─── Data section

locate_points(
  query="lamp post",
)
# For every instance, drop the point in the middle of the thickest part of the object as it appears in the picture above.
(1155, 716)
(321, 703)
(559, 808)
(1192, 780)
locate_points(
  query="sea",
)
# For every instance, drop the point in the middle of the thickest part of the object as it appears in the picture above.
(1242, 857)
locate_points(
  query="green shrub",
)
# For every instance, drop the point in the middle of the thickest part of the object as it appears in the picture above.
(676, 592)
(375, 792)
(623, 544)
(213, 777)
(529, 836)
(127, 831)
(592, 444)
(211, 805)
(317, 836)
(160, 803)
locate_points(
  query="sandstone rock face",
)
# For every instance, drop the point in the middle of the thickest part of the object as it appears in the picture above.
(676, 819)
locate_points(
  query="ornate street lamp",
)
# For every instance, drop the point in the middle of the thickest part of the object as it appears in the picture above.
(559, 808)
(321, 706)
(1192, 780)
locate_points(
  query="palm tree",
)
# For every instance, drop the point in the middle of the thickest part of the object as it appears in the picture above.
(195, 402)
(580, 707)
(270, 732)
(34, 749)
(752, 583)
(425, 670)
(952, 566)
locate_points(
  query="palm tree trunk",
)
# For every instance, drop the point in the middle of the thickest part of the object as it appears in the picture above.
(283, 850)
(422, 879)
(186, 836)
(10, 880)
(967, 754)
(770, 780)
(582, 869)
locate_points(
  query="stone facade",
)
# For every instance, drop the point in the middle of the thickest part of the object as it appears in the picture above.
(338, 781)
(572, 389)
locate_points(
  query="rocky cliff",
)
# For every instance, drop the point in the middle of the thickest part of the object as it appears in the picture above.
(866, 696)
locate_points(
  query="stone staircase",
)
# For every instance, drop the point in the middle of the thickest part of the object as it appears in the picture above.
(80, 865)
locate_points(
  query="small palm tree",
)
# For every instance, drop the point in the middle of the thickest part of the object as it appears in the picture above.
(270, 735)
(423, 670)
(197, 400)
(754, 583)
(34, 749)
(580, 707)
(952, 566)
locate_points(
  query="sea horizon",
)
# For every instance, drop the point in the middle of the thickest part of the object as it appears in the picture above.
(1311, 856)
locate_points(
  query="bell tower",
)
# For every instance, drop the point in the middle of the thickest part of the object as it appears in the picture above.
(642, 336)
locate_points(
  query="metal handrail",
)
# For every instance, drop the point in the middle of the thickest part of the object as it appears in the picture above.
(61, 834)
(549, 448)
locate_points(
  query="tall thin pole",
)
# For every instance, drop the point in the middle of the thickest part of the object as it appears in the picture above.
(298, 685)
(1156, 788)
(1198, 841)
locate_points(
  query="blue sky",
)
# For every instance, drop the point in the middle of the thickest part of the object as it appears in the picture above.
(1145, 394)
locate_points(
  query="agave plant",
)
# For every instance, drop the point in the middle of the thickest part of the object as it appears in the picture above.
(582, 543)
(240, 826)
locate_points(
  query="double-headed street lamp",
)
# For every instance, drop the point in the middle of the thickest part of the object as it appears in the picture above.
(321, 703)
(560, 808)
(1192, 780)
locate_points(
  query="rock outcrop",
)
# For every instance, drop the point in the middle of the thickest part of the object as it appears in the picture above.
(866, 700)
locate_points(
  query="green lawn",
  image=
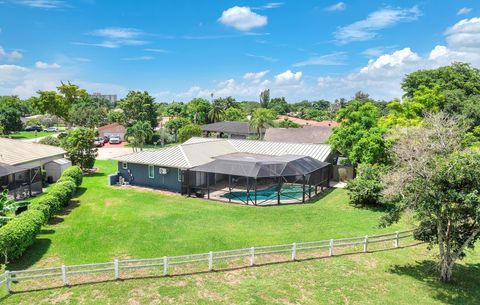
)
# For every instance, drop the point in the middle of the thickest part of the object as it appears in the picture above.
(108, 222)
(29, 135)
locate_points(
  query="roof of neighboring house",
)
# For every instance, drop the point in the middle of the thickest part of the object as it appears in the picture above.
(114, 127)
(199, 151)
(309, 122)
(232, 127)
(15, 152)
(6, 169)
(307, 134)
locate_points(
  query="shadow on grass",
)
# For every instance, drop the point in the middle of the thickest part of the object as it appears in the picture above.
(32, 255)
(463, 289)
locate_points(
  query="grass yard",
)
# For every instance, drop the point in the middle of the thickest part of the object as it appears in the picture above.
(108, 222)
(22, 135)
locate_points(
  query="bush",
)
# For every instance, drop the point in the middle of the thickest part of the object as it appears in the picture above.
(51, 201)
(74, 172)
(366, 188)
(19, 233)
(188, 131)
(45, 209)
(53, 141)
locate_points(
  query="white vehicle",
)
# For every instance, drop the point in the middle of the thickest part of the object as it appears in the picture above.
(115, 140)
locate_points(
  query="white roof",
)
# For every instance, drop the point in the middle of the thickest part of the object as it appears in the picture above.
(197, 151)
(16, 152)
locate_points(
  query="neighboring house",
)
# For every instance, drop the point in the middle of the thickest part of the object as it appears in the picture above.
(230, 129)
(113, 129)
(308, 122)
(21, 164)
(204, 162)
(307, 134)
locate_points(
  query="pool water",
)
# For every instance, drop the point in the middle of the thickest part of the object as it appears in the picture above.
(288, 192)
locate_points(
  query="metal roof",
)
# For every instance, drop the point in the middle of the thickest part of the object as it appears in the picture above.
(232, 127)
(307, 134)
(15, 152)
(198, 151)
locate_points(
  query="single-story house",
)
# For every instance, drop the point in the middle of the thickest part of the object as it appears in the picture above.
(230, 129)
(249, 171)
(307, 134)
(304, 122)
(114, 129)
(21, 163)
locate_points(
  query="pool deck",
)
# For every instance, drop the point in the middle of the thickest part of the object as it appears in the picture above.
(218, 195)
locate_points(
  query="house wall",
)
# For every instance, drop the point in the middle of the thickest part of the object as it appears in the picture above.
(140, 177)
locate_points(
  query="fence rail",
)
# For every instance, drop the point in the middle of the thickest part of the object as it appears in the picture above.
(166, 265)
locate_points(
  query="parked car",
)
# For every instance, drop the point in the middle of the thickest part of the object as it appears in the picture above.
(115, 140)
(98, 142)
(33, 128)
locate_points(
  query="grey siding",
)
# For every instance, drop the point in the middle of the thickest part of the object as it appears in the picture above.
(140, 177)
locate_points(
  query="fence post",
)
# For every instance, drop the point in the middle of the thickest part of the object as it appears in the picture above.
(210, 261)
(165, 266)
(7, 281)
(115, 267)
(365, 244)
(64, 275)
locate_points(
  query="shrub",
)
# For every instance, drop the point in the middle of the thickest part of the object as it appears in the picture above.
(366, 188)
(53, 141)
(45, 209)
(51, 201)
(19, 233)
(76, 173)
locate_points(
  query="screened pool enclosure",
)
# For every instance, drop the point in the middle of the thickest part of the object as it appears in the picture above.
(259, 179)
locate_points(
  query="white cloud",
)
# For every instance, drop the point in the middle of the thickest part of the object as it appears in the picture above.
(44, 65)
(464, 11)
(10, 56)
(266, 58)
(465, 34)
(340, 6)
(255, 76)
(242, 18)
(117, 33)
(270, 5)
(288, 78)
(333, 59)
(116, 37)
(139, 58)
(156, 50)
(368, 28)
(47, 4)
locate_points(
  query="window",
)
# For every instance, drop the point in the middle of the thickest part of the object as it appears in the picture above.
(151, 171)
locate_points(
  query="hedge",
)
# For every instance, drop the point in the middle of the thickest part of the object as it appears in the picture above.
(20, 232)
(74, 172)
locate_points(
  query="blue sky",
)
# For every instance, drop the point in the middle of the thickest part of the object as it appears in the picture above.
(178, 50)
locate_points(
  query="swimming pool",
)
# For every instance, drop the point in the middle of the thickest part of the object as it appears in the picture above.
(288, 192)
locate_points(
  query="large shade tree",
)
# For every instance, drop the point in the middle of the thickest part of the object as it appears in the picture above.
(437, 179)
(139, 106)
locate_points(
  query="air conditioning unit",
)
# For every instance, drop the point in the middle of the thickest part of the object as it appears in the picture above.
(162, 171)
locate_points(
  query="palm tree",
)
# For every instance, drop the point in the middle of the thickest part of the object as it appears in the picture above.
(216, 113)
(261, 119)
(139, 133)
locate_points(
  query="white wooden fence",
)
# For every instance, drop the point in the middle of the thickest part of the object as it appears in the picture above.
(121, 268)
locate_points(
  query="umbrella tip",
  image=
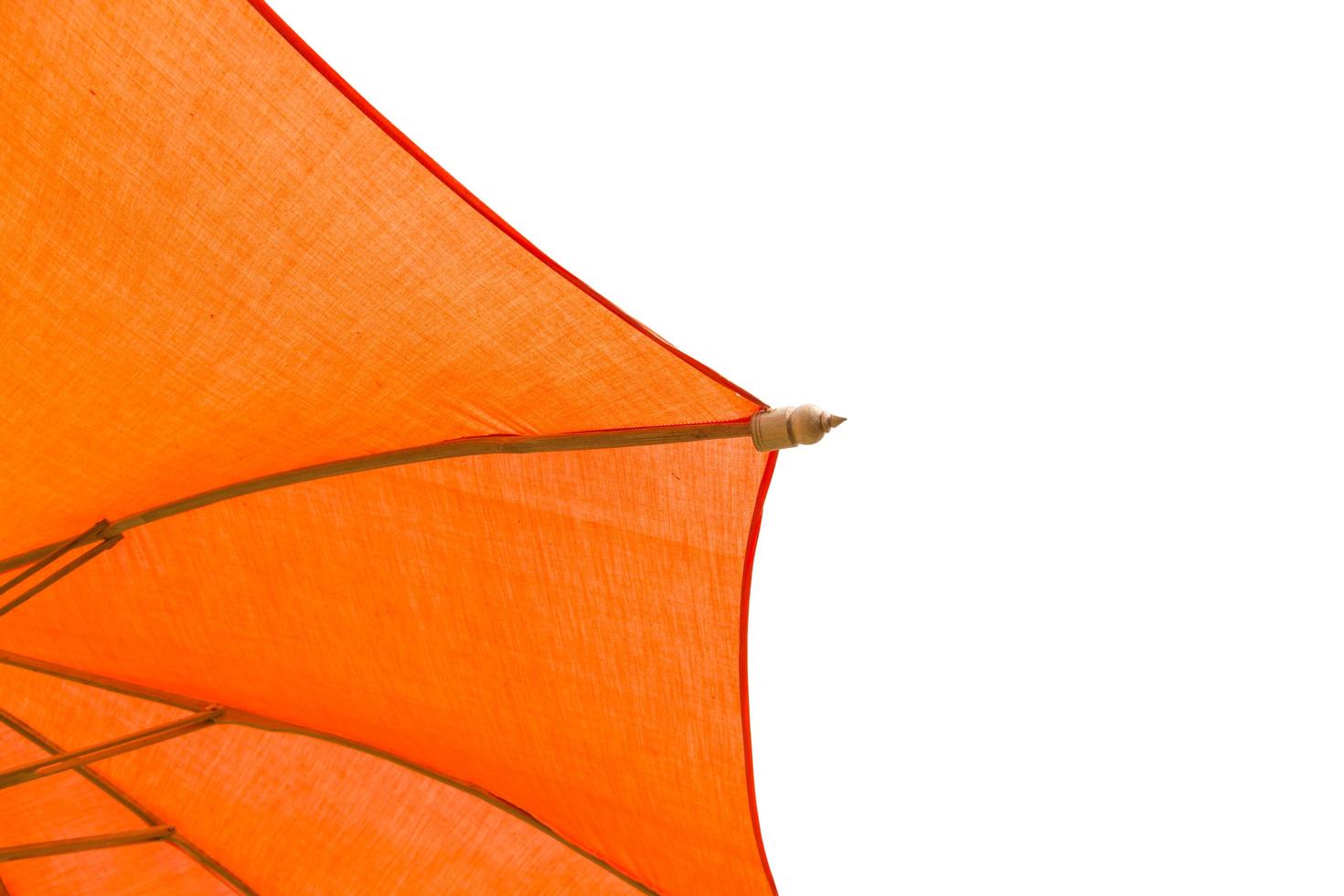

──────

_What to produce_:
Report every line in the records above that contains the word "street".

_Full solution_:
  query="ornate street lamp",
  query="double-headed street lamp",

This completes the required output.